Task prompt >>
Can you rewrite every line of the material from the first line to the line with "(0, 1), (460, 232)", both included, with each bounding-box coordinate in the answers multiplied by 0.85 and rounded to a whole number, halves rounding up? Leave the pictures out and keep every other number as it stands.

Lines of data

--------------------

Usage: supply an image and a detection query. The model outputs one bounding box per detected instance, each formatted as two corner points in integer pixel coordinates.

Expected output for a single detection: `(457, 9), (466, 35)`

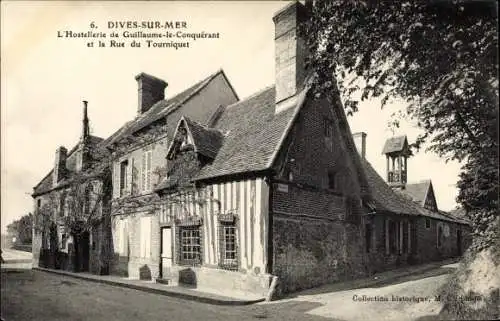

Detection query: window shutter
(113, 162), (120, 198)
(127, 158), (135, 195)
(145, 216), (152, 258)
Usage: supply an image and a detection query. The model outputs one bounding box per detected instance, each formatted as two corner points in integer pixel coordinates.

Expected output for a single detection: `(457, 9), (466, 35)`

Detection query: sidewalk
(33, 267), (264, 305)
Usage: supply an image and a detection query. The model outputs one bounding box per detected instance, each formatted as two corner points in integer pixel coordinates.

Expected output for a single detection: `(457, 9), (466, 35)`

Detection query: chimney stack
(52, 146), (68, 187)
(352, 132), (366, 159)
(273, 1), (308, 113)
(135, 72), (168, 115)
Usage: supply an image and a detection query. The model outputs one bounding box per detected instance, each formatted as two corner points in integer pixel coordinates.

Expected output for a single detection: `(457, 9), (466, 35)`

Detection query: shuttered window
(141, 150), (152, 192)
(141, 216), (151, 258)
(116, 219), (128, 256)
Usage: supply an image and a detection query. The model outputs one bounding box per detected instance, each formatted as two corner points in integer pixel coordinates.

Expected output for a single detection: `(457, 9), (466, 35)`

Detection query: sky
(0, 1), (460, 232)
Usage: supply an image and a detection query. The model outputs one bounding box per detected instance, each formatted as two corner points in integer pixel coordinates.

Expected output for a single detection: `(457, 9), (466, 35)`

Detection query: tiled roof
(402, 179), (431, 206)
(183, 117), (224, 159)
(105, 69), (224, 146)
(363, 159), (466, 224)
(382, 135), (408, 154)
(33, 136), (104, 195)
(195, 86), (300, 180)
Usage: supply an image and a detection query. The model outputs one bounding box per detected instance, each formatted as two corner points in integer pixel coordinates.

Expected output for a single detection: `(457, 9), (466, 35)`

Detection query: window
(141, 216), (151, 258)
(328, 171), (335, 190)
(323, 118), (333, 137)
(141, 150), (152, 191)
(59, 233), (68, 252)
(116, 219), (129, 256)
(83, 184), (94, 215)
(120, 160), (128, 196)
(219, 221), (238, 270)
(365, 223), (373, 253)
(389, 221), (399, 253)
(180, 226), (201, 264)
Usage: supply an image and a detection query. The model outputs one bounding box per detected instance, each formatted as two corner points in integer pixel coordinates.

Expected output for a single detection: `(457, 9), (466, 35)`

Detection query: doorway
(73, 231), (90, 272)
(160, 226), (172, 278)
(457, 228), (462, 256)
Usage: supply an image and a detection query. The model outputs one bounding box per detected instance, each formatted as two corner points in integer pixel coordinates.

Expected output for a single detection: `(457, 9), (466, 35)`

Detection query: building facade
(33, 2), (470, 295)
(32, 101), (111, 274)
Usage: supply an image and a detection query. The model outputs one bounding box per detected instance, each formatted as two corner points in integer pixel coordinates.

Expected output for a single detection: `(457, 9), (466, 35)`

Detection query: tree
(299, 0), (499, 318)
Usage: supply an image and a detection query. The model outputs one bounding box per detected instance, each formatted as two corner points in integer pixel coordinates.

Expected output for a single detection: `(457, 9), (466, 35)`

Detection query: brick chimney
(352, 132), (366, 159)
(135, 72), (168, 114)
(52, 146), (68, 186)
(273, 1), (308, 113)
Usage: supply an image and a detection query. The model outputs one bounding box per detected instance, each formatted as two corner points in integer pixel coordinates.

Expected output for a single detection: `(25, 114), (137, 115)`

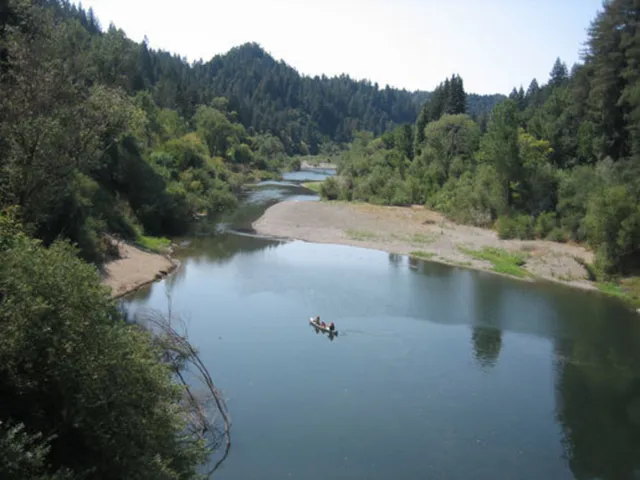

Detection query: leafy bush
(0, 222), (205, 480)
(547, 227), (567, 242)
(320, 177), (340, 200)
(535, 212), (557, 238)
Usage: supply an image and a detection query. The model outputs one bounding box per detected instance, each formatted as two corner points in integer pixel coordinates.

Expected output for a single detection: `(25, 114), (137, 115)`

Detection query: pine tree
(446, 75), (467, 115)
(549, 58), (569, 88)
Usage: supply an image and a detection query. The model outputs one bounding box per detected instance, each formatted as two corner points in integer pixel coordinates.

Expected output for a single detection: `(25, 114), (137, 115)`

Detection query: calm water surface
(128, 172), (640, 480)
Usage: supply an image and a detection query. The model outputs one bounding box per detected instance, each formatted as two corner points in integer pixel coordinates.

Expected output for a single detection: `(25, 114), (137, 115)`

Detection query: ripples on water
(128, 168), (640, 480)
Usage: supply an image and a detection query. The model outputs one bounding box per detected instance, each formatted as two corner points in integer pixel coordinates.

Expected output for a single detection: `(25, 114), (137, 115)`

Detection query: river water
(126, 172), (640, 480)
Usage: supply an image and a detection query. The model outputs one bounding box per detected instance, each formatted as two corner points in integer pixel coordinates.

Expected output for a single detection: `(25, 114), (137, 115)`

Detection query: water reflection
(124, 173), (640, 480)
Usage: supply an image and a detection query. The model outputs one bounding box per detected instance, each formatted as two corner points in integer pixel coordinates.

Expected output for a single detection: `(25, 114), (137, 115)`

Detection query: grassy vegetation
(302, 182), (324, 193)
(295, 156), (341, 167)
(136, 235), (171, 253)
(458, 246), (531, 278)
(345, 230), (378, 242)
(409, 250), (436, 260)
(410, 233), (436, 244)
(596, 277), (640, 308)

--------------------

The solution >>
Usage: supply an image and a detection query. The model outputs one bounding box per detected instance, each formatted as two corner points in integer pixel coordinates.

Expected output for a single detection: `(457, 9), (466, 35)`


Detection query: window shutter
(96, 138), (102, 168)
(108, 134), (115, 166)
(123, 184), (129, 219)
Usage: supply an image and a detection query. The model outputs one bounding box per detected instance, each formatted as two corner points in integer pixel coordinates.

Expected output for a single detection: `(457, 9), (466, 35)`

Detection query: sidewalk
(28, 227), (224, 259)
Usage: supply an image and a detection query. The model outputs one bounding box per detected instance, each formatted as two corner points in integer pixel coordinates.

Expected output for a single detection: `(457, 9), (466, 35)`

Detection query: chimney stack
(44, 124), (58, 159)
(299, 112), (311, 135)
(232, 1), (262, 96)
(115, 61), (143, 98)
Usage: supply an image and a detection query. The model outputs one bounding box per detected instance, each formatted as two corner points in integer pixel coordinates.

Expected output for a single detection: `(457, 9), (466, 35)`

Detection query: shuttered window
(120, 128), (129, 163)
(120, 184), (128, 219)
(99, 186), (109, 218)
Usage: supply an image and a detection query. The model outputs one bounding box per detected instance, each formatted as two corner points in integer pixel coordinates.

Expected output for a single detection: `(457, 9), (466, 35)`

Detection query: sky
(0, 1), (391, 197)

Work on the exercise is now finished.